◆ **Annotation dataset entries**:
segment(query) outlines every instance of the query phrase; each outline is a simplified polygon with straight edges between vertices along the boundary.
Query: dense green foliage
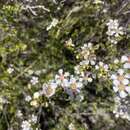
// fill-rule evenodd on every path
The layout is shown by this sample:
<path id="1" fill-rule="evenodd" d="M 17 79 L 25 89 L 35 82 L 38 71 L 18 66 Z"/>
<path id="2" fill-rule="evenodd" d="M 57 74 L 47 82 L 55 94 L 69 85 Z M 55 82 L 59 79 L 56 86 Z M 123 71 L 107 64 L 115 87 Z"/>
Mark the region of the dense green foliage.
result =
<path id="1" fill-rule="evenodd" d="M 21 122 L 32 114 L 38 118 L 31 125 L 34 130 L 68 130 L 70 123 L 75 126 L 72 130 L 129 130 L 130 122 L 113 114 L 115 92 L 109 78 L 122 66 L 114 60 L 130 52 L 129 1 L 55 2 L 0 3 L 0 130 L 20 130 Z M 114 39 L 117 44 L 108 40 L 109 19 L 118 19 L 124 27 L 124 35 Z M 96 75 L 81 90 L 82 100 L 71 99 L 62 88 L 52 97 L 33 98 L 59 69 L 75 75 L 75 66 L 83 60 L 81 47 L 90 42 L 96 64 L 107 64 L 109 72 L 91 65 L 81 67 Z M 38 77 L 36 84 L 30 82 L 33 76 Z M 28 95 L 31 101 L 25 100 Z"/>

--

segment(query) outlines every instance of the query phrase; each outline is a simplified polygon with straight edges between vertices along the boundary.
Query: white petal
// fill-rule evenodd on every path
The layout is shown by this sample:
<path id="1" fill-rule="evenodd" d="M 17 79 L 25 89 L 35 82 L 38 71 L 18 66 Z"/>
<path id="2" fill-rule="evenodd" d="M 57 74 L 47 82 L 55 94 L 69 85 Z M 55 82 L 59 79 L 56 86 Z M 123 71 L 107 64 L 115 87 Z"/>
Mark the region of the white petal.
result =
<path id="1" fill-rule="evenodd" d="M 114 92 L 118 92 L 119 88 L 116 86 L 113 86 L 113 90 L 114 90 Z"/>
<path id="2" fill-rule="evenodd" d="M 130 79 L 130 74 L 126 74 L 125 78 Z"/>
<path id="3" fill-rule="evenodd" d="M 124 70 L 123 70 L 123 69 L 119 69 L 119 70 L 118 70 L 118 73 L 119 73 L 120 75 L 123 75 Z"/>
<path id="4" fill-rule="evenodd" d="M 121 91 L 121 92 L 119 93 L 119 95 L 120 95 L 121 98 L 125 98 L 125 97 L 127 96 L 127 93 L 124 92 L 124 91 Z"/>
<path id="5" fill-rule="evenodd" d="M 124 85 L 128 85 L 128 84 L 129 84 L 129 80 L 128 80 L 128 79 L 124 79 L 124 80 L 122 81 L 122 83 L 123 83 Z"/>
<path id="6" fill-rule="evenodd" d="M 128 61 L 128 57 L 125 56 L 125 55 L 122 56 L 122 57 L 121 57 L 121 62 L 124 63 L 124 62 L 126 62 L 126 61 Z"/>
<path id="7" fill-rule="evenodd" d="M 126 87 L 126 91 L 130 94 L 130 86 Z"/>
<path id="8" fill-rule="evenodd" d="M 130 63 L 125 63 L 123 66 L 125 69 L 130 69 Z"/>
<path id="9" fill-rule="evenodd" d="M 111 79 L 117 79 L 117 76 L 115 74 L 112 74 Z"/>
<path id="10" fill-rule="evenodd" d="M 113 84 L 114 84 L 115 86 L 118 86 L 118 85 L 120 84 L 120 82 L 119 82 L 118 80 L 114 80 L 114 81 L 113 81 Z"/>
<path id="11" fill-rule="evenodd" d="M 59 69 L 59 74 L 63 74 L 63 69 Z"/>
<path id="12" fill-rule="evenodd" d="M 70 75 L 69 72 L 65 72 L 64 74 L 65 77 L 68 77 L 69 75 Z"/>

---

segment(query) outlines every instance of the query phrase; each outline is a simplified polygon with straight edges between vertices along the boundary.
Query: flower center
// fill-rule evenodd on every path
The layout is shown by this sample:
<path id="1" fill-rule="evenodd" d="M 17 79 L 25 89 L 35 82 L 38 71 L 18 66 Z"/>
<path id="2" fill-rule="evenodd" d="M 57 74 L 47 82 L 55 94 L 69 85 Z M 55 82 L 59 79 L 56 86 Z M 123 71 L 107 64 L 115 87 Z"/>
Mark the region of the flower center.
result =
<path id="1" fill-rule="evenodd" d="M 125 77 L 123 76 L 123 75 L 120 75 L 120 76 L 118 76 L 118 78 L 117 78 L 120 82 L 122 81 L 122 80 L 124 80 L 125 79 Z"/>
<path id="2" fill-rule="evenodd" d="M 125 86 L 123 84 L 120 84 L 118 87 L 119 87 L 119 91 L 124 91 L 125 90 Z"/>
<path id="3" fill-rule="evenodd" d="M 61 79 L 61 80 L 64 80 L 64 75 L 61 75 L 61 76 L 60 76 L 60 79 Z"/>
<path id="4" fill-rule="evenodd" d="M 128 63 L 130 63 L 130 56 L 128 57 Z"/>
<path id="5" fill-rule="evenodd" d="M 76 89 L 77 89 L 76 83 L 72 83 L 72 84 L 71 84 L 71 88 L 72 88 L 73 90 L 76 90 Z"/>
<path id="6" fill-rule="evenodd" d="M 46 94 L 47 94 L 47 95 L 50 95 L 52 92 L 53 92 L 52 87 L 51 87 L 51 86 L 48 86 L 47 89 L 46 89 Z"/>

◆ **Exercise directions**: Extract from the listing above each line in which the word "white" appears. The match is case-sensitive.

◆ **Result of the task**:
Query: white petal
Mark the region of the white petal.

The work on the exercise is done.